Data for processing —
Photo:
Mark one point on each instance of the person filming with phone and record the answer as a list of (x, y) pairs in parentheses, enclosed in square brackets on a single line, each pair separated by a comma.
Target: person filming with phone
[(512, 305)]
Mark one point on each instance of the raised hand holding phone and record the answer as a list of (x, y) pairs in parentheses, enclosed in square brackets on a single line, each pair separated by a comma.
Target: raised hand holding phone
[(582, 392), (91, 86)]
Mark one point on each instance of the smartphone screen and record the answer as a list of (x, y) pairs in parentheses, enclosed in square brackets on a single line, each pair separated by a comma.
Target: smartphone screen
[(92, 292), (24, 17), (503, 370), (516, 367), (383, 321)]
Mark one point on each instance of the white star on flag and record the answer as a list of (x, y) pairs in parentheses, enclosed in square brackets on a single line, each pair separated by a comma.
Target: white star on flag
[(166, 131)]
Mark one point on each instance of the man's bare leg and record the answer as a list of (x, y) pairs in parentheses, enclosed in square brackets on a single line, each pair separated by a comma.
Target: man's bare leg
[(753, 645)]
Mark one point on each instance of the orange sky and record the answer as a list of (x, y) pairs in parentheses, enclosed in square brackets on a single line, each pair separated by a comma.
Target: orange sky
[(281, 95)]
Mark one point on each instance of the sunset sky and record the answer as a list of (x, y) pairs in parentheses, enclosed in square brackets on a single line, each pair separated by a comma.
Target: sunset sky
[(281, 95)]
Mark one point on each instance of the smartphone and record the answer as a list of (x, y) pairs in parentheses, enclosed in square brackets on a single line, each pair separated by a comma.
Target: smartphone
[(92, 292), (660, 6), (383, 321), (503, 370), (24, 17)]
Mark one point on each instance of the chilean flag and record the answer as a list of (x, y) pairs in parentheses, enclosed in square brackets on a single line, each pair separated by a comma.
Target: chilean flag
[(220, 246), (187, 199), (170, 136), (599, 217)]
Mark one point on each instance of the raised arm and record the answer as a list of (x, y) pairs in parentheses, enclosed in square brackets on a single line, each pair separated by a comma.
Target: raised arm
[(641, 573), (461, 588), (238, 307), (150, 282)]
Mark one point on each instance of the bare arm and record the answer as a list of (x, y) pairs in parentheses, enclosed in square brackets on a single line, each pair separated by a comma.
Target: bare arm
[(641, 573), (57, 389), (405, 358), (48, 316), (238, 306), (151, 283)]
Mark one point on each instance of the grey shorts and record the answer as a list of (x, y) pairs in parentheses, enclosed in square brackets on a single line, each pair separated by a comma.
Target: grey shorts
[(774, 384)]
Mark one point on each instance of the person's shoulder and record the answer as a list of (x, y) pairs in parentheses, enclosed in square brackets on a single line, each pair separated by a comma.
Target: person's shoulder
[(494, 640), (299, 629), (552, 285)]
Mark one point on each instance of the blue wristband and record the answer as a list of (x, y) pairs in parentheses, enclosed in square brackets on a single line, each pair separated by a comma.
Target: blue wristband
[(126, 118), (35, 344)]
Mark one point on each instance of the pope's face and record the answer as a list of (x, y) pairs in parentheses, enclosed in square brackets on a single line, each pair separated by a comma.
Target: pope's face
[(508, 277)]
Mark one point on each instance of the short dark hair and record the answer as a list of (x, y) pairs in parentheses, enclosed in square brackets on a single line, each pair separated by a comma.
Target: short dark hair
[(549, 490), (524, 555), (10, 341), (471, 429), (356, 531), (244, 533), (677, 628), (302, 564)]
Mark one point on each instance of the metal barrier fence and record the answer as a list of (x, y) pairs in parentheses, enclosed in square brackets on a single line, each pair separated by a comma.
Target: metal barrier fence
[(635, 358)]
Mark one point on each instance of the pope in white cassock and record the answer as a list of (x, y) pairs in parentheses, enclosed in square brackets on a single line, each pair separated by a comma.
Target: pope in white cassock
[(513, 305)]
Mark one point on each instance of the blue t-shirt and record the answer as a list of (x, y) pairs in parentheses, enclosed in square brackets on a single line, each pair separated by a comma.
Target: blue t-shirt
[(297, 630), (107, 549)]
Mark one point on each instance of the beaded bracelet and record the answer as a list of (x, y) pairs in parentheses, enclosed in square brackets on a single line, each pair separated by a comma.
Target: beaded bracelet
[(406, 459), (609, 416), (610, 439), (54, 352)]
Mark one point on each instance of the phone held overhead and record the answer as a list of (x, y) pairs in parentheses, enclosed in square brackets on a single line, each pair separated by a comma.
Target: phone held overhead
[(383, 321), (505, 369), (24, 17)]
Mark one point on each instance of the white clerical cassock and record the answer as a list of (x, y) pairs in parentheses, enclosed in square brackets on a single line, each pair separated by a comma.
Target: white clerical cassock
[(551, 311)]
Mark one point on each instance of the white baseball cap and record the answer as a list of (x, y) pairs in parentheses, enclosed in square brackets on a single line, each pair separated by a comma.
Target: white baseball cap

Instructions to follow — Copy exactly the line containing "Target: blue t-shirt" and every line after it, ending with the last line of the records above.

Completed task —
Target: blue t-shirt
[(297, 630), (107, 549)]
Mark one point on each instance of the beaded bracelet and record the answer as a list of (x, y) pairs in parentheses, enclosed in square brackets on a single line, each pair separated by a comma.
Target: beaded bracelet
[(406, 459), (609, 416), (610, 439), (54, 352)]
Mark one point on each instance of the phone held overhead and record the answer as a list of (x, y) pairs in parentheses, enclosed in square brackets on a single line, each pair separated by a comma.
Target: phone held overhead
[(383, 321), (505, 369), (24, 17)]
Mark one point on each instance of the white clerical cassock and record the answer as a list of (x, y) pairs in parentheses, enclosed in square brackets on a single line, each pair separated by a comma.
Target: white clerical cassock
[(551, 311)]
Mark one point on each instance of the white baseball cap and record the answer as a list of (x, y) pairs in parentheses, enclosed in square brackets on a single line, each pair separated by a comma.
Target: white baseball cap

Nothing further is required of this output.